START Data supplied
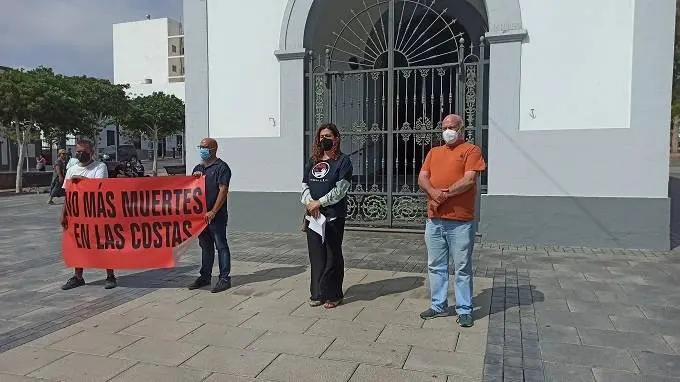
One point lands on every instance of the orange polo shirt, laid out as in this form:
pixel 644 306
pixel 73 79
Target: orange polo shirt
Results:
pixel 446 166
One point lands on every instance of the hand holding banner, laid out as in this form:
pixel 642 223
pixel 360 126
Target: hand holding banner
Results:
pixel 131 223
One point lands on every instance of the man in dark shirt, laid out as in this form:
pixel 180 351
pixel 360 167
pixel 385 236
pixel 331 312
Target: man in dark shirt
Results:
END Data supplied
START Data supplied
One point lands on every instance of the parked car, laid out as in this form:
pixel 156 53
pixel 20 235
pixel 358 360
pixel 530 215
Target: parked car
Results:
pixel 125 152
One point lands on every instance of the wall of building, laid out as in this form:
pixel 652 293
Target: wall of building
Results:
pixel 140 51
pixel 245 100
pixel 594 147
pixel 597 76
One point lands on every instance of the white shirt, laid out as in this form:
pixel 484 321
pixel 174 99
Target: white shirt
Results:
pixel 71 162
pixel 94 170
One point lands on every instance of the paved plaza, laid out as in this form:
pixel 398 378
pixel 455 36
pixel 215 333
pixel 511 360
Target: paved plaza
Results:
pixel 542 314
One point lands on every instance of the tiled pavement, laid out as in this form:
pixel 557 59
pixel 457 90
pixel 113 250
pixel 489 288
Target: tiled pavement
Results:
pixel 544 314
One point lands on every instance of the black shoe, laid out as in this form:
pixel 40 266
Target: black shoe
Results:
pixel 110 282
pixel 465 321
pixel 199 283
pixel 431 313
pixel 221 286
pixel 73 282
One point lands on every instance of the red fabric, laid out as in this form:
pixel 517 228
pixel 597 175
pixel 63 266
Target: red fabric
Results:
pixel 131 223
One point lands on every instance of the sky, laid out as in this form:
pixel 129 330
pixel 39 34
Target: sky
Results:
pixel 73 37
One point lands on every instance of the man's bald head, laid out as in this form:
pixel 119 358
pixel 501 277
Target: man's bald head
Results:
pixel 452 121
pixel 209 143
END Data supplied
START Data supplied
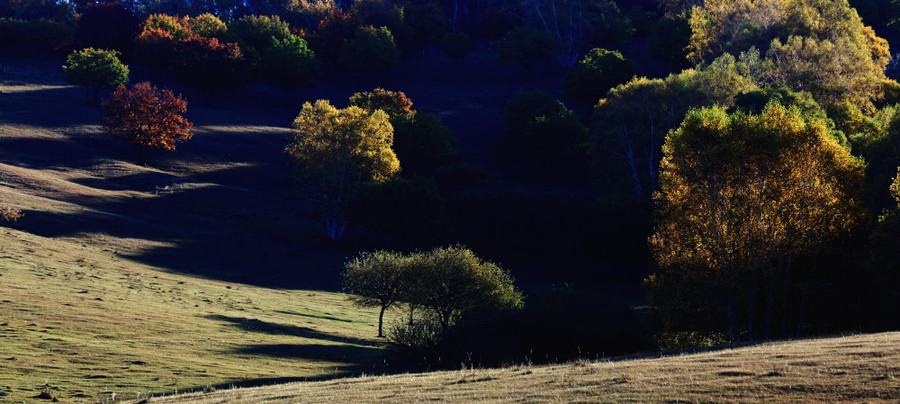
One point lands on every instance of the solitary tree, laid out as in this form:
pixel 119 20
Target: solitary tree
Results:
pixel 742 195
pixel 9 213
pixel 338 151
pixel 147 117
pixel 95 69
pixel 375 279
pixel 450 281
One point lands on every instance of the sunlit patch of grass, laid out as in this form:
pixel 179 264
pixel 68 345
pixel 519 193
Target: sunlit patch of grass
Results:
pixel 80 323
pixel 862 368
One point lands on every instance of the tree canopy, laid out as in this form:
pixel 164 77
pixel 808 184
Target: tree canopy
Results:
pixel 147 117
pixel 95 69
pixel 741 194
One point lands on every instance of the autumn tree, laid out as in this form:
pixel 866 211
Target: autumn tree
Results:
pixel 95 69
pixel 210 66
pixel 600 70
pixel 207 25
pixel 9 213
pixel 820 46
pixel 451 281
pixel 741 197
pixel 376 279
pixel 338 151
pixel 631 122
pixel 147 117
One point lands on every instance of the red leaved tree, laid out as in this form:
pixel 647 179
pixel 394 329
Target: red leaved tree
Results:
END Data supplied
◆ **Exercise**: Reply with nothing but the number of lines in the data above that contain "black".

◆ **Response to this exercise**: 2